◆ **WORK INSTRUCTIONS**
1. Duplicate the film class post from "What a bittersweet" up to and including "the film class.".
2. In the film class post, what does the writer name as the first lesson of the film class?

◆ **SELECTED EXTRACT**

——

Friday, June 12, 2009

The Film Class

What a bittersweet moment it is to write about the end of this fantastic chapter of my life. Actually, it's not sweet at all. Just bitter. First hearing about a film class elective made me giddy, and actually getting in made me ecstatic. I had never had Mr. Bennett before, and was intent on making a good impression. The first week of the class I tried my hardest to whip out every bit of knowledge I had about film in a pathetic attempt to look good. After we got into the class a little further, however, I realized that my knowledge of film was bottom of the barrel, and that I had much to learn. So for the rest of the year, I pretty much kept my mouth shut in class, and left it all to the blog. Humility: my first lesson of the film class.

Naivety is a hell of a thing. I've been writing movie reviews since February 2008 (and I promise, I will be getting back to that as soon as school ends), and I always assumed I had all the information I needed to do so. Though my estimations on acting were correct, my idea of what good direction and screenwriting were was seriously flawed. There are so much more to both aspects of film, and without this class I would have gone to my college film class just as simple-minded. I now have the ability to determine if a line is significant or an object on screen means something. I still haven't mastered this ability, but I'm on the track.

——

◆ **DATA LISTING**

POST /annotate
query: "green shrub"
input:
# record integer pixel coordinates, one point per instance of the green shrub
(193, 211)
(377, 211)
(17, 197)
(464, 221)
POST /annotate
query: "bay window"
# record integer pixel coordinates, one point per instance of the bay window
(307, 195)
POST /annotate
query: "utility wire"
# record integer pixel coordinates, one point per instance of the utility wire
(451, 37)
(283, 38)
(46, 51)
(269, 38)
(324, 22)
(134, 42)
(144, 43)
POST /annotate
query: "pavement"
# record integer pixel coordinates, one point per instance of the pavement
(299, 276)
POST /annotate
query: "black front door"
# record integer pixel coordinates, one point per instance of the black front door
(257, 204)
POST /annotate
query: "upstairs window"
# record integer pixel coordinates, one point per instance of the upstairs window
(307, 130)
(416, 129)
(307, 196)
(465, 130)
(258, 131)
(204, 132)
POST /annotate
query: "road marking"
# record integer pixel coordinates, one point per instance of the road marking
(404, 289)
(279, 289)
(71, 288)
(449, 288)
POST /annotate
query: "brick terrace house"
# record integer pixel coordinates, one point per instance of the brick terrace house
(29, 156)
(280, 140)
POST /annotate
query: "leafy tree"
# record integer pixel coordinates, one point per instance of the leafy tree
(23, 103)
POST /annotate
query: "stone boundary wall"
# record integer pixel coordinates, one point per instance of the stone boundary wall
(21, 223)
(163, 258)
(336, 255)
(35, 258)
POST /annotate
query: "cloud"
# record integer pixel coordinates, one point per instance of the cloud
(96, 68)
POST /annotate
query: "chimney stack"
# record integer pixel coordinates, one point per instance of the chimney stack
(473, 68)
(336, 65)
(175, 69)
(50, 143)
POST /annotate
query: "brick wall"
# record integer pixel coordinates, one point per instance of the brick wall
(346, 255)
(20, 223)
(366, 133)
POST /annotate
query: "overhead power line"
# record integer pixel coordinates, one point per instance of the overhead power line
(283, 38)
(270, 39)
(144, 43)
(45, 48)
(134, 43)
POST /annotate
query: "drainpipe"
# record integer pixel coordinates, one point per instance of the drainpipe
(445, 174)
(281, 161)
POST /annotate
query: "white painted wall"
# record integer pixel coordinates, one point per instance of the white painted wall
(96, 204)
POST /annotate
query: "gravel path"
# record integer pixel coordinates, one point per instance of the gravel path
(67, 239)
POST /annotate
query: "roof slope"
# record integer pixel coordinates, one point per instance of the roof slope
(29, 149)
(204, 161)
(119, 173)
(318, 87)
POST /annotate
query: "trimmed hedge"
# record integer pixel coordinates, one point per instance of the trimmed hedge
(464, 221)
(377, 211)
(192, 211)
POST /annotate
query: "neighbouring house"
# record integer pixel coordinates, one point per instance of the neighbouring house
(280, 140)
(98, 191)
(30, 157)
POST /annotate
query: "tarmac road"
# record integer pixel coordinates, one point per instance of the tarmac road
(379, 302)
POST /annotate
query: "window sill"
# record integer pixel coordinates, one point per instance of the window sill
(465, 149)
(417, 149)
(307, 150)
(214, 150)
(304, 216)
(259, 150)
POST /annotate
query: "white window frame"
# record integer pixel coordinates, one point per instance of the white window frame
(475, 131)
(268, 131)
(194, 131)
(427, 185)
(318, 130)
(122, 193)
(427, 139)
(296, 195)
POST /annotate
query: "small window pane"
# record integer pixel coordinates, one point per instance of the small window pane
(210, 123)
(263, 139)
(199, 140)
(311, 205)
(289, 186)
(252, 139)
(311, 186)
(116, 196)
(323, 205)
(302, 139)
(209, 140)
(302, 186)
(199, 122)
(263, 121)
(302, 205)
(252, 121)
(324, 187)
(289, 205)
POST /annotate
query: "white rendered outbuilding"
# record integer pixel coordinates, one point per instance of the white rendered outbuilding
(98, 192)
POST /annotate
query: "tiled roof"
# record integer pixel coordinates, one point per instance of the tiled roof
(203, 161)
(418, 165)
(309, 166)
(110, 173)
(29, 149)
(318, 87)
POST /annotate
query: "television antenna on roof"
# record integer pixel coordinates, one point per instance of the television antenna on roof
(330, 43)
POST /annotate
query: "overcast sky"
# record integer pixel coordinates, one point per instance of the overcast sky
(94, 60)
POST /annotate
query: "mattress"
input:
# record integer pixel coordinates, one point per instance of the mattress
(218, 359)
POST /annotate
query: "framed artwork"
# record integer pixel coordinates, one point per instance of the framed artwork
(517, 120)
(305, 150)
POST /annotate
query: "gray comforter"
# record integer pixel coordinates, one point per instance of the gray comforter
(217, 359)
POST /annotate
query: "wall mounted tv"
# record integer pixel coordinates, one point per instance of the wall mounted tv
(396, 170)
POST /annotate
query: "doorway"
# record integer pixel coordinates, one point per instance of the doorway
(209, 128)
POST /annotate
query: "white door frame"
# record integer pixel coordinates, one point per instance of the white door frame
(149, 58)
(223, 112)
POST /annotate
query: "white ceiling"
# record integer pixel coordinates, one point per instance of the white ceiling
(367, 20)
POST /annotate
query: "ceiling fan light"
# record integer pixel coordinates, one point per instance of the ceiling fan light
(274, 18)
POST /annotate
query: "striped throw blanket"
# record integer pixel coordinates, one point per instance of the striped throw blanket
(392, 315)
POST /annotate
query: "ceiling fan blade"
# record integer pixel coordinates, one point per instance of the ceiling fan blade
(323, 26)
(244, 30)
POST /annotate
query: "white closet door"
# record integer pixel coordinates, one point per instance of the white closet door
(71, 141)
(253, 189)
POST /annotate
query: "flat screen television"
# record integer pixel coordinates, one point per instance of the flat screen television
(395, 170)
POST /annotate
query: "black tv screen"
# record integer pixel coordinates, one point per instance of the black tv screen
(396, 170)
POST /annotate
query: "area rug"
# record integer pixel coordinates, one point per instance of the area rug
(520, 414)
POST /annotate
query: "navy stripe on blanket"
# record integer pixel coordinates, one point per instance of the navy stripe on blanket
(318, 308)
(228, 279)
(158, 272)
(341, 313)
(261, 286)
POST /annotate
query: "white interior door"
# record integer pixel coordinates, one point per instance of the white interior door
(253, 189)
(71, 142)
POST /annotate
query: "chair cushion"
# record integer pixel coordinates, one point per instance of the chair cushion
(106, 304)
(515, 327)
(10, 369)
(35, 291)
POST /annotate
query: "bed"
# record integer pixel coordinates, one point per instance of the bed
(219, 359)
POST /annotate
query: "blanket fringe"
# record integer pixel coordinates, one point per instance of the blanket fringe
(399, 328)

——

◆ **RESPONSES TO THE EXERCISE**
1.
What a bittersweet moment it is to write about the end of this fantastic chapter of my life. Actually, it's not sweet at all. Just bitter. First hearing about a film class elective made me giddy, and actually getting in made me ecstatic. I had never had Mr. Bennett before, and was intent on making a good impression. The first week of the class I tried my hardest to whip out every bit of knowledge I had about film in a pathetic attempt to look good. After we got into the class a little further, however, I realized that my knowledge of film was bottom of the barrel, and that I had much to learn. So for the rest of the year, I pretty much kept my mouth shut in class, and left it all to the blog. Humility: my first lesson of the film class.

2. Humility.